**Work item**. Output each entry verbatim. Leave the images out.
+===+
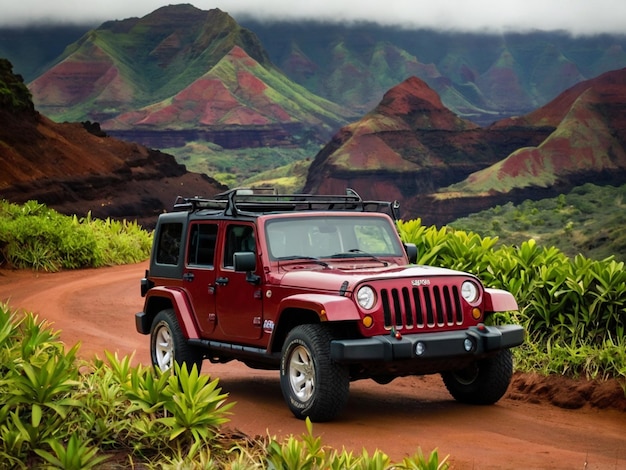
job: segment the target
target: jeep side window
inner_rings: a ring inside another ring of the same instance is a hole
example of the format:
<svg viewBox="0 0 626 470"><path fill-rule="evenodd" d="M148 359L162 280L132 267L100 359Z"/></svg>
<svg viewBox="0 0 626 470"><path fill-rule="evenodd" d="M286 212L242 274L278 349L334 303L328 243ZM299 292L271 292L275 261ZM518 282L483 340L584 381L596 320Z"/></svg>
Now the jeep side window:
<svg viewBox="0 0 626 470"><path fill-rule="evenodd" d="M252 226L231 224L226 228L224 267L233 267L233 255L238 251L256 251Z"/></svg>
<svg viewBox="0 0 626 470"><path fill-rule="evenodd" d="M213 266L217 224L194 224L189 234L187 264Z"/></svg>
<svg viewBox="0 0 626 470"><path fill-rule="evenodd" d="M178 264L183 224L170 223L161 225L157 245L156 262L159 264Z"/></svg>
+===+
**Result**.
job: segment the target
target: jeep side window
inner_rings: a ring inside another ring of the same instance is a hole
example of the format:
<svg viewBox="0 0 626 470"><path fill-rule="evenodd" d="M148 359L162 280L132 267L100 359Z"/></svg>
<svg viewBox="0 0 626 470"><path fill-rule="evenodd" d="M286 212L242 274L278 349L334 303L328 243ZM299 292L271 292L275 261ZM518 282L483 340L584 381L596 320Z"/></svg>
Now the jeep side window:
<svg viewBox="0 0 626 470"><path fill-rule="evenodd" d="M252 226L231 224L226 228L224 267L233 267L233 255L238 251L256 251Z"/></svg>
<svg viewBox="0 0 626 470"><path fill-rule="evenodd" d="M213 266L217 224L194 224L189 234L187 264Z"/></svg>
<svg viewBox="0 0 626 470"><path fill-rule="evenodd" d="M178 264L183 224L170 223L161 225L157 245L156 262L159 264Z"/></svg>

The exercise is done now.